PROBLEM
If a line in the entries below holds the string "statue", copy it.

Referring expression pointing data

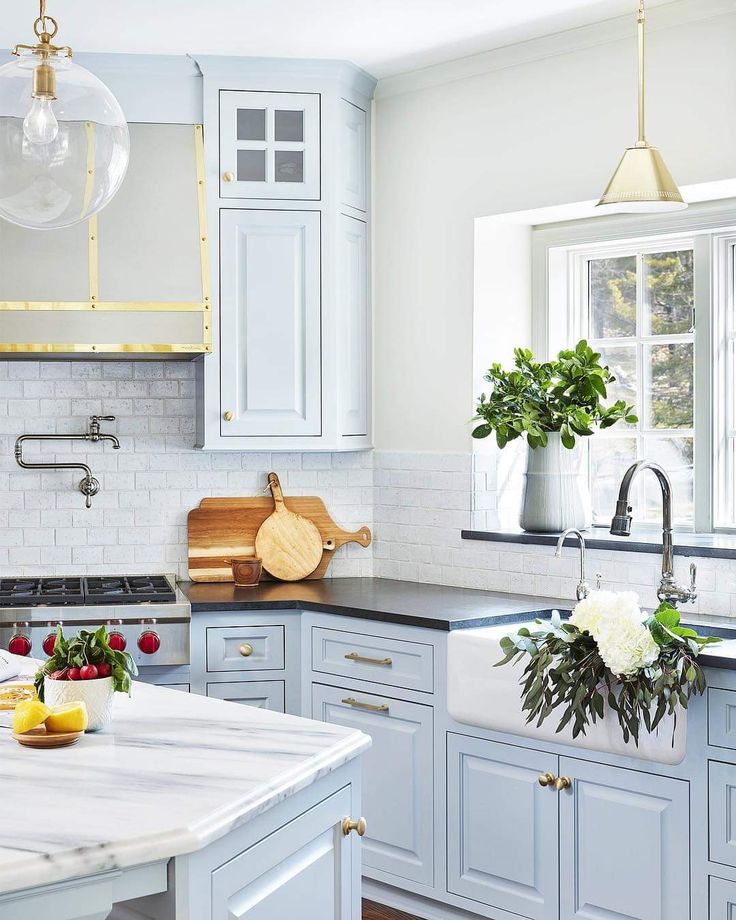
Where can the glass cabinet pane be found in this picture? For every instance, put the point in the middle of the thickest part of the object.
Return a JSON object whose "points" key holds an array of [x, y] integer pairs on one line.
{"points": [[288, 125], [251, 124], [669, 292], [670, 390], [289, 166], [612, 297], [251, 165]]}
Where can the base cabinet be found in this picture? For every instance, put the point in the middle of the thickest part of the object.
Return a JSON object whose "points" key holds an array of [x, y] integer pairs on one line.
{"points": [[506, 833], [398, 784], [302, 870], [502, 827]]}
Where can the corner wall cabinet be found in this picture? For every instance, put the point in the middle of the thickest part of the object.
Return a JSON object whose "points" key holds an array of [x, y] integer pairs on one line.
{"points": [[287, 154]]}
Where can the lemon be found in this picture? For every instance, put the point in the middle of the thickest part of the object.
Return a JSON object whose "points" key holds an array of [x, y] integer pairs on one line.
{"points": [[71, 717], [29, 714]]}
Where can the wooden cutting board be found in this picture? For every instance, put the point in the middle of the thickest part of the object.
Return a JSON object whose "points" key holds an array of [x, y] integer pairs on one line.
{"points": [[221, 528], [289, 544]]}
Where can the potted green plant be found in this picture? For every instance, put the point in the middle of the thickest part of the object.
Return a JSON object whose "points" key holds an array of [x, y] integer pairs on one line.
{"points": [[551, 404]]}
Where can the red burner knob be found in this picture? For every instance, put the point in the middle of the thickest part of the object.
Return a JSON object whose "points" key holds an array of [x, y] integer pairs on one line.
{"points": [[149, 642], [19, 645], [48, 644], [117, 642]]}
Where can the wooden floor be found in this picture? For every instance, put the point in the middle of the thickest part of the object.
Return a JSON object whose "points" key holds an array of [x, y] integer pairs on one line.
{"points": [[372, 911]]}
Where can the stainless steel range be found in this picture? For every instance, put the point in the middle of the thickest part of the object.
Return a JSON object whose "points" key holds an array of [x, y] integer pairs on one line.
{"points": [[146, 615]]}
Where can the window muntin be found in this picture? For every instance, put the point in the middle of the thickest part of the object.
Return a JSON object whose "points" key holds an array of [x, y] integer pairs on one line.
{"points": [[638, 311]]}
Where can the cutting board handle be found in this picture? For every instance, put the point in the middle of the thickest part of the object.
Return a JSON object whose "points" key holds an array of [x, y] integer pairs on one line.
{"points": [[278, 495]]}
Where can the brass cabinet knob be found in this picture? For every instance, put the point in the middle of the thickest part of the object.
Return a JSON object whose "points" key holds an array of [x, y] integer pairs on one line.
{"points": [[359, 826]]}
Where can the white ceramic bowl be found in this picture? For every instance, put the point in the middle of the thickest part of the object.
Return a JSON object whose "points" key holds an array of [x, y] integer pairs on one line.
{"points": [[97, 694]]}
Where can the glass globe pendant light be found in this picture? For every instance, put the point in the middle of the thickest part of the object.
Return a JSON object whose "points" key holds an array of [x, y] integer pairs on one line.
{"points": [[642, 182], [64, 142]]}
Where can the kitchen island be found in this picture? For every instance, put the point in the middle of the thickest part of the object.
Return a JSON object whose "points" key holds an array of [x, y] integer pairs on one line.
{"points": [[186, 808]]}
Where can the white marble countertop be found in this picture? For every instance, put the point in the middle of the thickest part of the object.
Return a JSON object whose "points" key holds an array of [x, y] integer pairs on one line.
{"points": [[172, 773]]}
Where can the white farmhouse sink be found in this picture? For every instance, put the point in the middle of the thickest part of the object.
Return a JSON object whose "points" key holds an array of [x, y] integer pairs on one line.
{"points": [[479, 694]]}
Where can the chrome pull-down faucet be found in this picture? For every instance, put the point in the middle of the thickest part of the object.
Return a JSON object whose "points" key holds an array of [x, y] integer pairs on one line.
{"points": [[583, 588], [89, 485], [669, 591]]}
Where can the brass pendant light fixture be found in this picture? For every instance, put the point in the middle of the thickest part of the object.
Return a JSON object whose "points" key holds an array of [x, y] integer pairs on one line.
{"points": [[64, 142], [642, 183]]}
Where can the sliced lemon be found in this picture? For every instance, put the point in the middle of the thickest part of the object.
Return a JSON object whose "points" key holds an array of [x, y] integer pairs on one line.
{"points": [[29, 714], [71, 717]]}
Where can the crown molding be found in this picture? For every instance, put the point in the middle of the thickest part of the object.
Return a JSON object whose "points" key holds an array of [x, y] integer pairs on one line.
{"points": [[670, 15]]}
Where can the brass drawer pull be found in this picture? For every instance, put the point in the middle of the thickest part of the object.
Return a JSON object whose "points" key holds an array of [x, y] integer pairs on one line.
{"points": [[371, 707], [354, 656], [359, 826]]}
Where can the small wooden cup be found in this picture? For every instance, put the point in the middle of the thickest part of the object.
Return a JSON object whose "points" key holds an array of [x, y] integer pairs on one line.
{"points": [[246, 571]]}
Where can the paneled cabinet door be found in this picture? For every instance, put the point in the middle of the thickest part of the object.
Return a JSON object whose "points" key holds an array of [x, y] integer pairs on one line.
{"points": [[624, 845], [303, 870], [502, 844], [397, 777], [269, 145], [354, 332], [270, 323]]}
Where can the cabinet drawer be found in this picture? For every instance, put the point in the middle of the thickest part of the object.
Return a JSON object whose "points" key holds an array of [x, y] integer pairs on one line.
{"points": [[382, 661], [722, 900], [722, 718], [722, 812], [263, 694], [245, 648]]}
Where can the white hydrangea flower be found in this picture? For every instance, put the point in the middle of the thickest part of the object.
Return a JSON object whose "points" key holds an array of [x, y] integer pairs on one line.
{"points": [[616, 622]]}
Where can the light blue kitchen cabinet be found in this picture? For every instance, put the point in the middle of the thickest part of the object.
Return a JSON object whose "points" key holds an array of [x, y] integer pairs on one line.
{"points": [[624, 844], [398, 777], [722, 900], [502, 826]]}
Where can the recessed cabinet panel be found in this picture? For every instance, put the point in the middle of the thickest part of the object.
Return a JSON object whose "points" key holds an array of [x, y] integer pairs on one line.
{"points": [[609, 818], [261, 694], [397, 778], [302, 870], [270, 323], [354, 328], [353, 128], [502, 827], [722, 900], [269, 145]]}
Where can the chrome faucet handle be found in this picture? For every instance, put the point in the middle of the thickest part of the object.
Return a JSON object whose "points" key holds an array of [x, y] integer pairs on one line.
{"points": [[693, 579]]}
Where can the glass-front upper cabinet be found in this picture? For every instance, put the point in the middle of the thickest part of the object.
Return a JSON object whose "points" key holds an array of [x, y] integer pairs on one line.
{"points": [[270, 145]]}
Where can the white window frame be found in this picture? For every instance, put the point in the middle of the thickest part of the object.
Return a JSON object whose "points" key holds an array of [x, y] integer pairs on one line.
{"points": [[558, 251]]}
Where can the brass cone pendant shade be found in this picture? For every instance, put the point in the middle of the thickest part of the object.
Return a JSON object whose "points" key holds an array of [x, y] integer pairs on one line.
{"points": [[642, 182]]}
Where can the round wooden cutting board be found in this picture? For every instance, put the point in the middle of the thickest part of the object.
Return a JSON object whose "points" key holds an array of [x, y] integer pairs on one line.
{"points": [[289, 545]]}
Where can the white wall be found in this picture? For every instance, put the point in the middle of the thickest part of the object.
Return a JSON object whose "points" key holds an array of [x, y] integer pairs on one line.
{"points": [[542, 125]]}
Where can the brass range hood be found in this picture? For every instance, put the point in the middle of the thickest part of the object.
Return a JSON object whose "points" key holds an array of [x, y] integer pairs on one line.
{"points": [[133, 280]]}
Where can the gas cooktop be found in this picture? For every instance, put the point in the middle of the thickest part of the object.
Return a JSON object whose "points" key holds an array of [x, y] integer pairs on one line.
{"points": [[89, 591]]}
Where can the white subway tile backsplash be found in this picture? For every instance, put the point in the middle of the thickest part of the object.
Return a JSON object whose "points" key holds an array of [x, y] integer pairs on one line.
{"points": [[138, 519]]}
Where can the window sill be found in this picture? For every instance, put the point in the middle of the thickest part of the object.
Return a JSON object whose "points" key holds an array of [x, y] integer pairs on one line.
{"points": [[708, 546]]}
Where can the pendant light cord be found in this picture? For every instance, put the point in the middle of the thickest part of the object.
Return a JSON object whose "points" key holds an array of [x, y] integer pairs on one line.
{"points": [[642, 142]]}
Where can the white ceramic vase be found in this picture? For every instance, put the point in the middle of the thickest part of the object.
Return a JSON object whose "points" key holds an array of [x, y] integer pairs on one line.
{"points": [[555, 489], [96, 694]]}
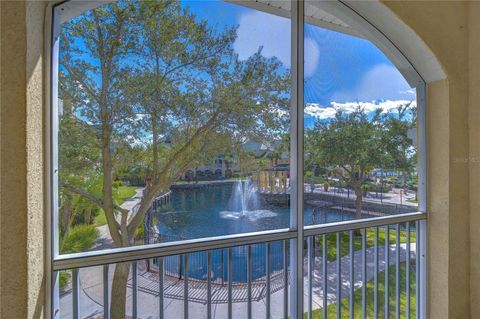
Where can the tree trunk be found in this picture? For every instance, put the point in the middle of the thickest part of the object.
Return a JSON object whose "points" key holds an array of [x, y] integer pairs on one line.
{"points": [[119, 291], [359, 196], [155, 147]]}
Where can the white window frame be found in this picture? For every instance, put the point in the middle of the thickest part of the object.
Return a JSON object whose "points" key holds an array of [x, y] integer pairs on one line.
{"points": [[60, 11]]}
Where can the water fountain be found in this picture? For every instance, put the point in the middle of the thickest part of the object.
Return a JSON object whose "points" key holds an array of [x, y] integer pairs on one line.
{"points": [[245, 203]]}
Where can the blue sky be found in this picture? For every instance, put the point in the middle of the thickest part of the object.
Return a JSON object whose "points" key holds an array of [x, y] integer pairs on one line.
{"points": [[339, 69]]}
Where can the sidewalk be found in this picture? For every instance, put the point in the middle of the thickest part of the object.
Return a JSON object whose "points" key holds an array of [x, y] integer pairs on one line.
{"points": [[91, 294]]}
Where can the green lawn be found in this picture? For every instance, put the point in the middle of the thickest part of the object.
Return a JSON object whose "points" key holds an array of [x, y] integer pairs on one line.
{"points": [[332, 308], [357, 243], [124, 192]]}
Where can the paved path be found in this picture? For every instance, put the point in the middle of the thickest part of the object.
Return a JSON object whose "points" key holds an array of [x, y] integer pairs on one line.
{"points": [[91, 295]]}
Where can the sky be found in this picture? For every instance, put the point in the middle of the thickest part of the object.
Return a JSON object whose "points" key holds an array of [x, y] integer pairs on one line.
{"points": [[340, 70]]}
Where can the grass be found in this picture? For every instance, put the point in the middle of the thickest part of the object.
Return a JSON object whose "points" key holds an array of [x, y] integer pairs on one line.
{"points": [[357, 242], [345, 308], [123, 193]]}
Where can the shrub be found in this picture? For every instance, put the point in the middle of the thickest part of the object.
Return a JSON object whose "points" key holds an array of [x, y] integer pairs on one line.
{"points": [[64, 278], [79, 238], [326, 185]]}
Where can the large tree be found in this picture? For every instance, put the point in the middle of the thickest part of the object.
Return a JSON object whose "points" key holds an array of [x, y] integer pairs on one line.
{"points": [[151, 72]]}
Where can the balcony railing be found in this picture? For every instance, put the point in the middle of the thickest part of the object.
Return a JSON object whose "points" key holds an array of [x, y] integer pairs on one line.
{"points": [[365, 268]]}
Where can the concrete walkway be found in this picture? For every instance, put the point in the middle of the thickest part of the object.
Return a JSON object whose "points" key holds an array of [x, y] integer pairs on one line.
{"points": [[91, 295], [104, 241]]}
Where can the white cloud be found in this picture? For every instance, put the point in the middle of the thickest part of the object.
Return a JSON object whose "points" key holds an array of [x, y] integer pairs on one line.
{"points": [[326, 112], [257, 29], [381, 82]]}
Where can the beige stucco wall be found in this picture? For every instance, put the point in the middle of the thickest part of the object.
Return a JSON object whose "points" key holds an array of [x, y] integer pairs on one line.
{"points": [[22, 219], [445, 29], [448, 28]]}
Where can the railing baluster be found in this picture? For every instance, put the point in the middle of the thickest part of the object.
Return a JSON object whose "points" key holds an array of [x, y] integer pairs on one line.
{"points": [[375, 274], [267, 274], [249, 282], [185, 286], [364, 273], [134, 290], [285, 280], [209, 284], [324, 270], [387, 264], [229, 271], [397, 273], [352, 276], [106, 293], [339, 276], [310, 274], [161, 279], [407, 264], [417, 269], [76, 293]]}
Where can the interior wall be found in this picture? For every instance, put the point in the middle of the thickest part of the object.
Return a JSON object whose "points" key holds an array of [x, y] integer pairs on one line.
{"points": [[22, 263], [443, 27], [474, 158]]}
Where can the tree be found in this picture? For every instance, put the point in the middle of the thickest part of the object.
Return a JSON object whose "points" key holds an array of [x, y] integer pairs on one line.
{"points": [[357, 142], [136, 70]]}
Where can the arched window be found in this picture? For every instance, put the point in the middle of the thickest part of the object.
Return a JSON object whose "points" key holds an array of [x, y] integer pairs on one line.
{"points": [[203, 152]]}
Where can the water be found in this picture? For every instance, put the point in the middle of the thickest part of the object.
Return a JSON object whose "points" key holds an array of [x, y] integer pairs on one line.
{"points": [[226, 209]]}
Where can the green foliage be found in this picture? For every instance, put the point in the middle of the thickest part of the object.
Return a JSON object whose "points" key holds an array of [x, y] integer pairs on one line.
{"points": [[100, 219], [140, 230], [357, 243], [79, 238]]}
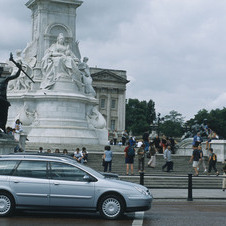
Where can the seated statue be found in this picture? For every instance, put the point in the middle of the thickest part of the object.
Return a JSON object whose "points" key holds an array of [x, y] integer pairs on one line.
{"points": [[96, 119], [22, 83], [59, 61]]}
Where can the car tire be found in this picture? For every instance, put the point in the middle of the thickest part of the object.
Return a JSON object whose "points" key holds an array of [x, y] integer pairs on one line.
{"points": [[111, 206], [7, 204]]}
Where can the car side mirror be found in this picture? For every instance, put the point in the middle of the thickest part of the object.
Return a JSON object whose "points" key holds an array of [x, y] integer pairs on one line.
{"points": [[88, 178]]}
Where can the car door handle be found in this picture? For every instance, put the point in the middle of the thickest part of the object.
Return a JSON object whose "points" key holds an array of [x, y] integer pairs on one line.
{"points": [[15, 181]]}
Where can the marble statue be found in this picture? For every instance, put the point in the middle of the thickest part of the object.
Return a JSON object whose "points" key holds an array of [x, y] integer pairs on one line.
{"points": [[3, 95], [22, 83], [96, 119], [86, 77], [59, 61]]}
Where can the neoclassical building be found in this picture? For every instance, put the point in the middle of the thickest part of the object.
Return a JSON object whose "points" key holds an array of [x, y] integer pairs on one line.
{"points": [[110, 87]]}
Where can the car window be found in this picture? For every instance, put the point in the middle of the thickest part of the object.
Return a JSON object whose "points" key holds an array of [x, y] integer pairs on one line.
{"points": [[34, 169], [62, 171], [6, 167]]}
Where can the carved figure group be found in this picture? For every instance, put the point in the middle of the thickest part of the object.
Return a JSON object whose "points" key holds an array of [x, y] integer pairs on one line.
{"points": [[59, 61], [3, 95]]}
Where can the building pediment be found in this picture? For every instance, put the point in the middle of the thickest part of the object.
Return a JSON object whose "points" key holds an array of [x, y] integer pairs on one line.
{"points": [[108, 76]]}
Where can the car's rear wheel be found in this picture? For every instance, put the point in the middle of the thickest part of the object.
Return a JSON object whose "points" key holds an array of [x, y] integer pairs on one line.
{"points": [[111, 206], [6, 204]]}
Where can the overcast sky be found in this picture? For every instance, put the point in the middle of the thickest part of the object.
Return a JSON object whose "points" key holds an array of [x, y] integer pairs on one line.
{"points": [[174, 51]]}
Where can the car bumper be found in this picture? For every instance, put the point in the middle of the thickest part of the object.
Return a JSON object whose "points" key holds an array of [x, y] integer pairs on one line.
{"points": [[139, 204]]}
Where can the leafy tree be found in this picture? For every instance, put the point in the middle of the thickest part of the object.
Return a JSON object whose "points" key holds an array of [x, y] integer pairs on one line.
{"points": [[139, 115], [216, 120]]}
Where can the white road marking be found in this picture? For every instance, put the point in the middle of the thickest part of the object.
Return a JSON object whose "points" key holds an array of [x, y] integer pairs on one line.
{"points": [[138, 221]]}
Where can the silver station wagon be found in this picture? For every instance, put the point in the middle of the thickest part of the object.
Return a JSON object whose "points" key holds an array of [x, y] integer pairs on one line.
{"points": [[58, 182]]}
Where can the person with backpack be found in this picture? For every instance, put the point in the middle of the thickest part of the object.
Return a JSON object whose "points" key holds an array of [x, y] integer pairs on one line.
{"points": [[224, 177], [140, 154], [167, 157], [212, 162], [129, 158], [195, 158]]}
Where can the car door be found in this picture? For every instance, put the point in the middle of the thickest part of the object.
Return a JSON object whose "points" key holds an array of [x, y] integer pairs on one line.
{"points": [[68, 187], [30, 184]]}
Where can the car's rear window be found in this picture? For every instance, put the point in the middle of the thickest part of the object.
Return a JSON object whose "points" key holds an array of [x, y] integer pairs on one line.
{"points": [[7, 166]]}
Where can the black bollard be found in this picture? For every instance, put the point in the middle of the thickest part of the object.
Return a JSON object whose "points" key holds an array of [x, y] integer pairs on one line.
{"points": [[189, 187], [142, 178]]}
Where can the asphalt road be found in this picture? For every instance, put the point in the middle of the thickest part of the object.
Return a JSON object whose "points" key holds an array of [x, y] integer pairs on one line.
{"points": [[162, 213]]}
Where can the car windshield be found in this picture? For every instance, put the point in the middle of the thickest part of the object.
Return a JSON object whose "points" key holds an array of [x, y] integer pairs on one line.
{"points": [[88, 169]]}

YOUR RESPONSE
Where can the seated statue be found in this picture? For every instance, put the point in the middle of the thickest part of the object.
Where can the marble statue be found in this picture? For every instance, put the point in the middle of the thickest part of the object.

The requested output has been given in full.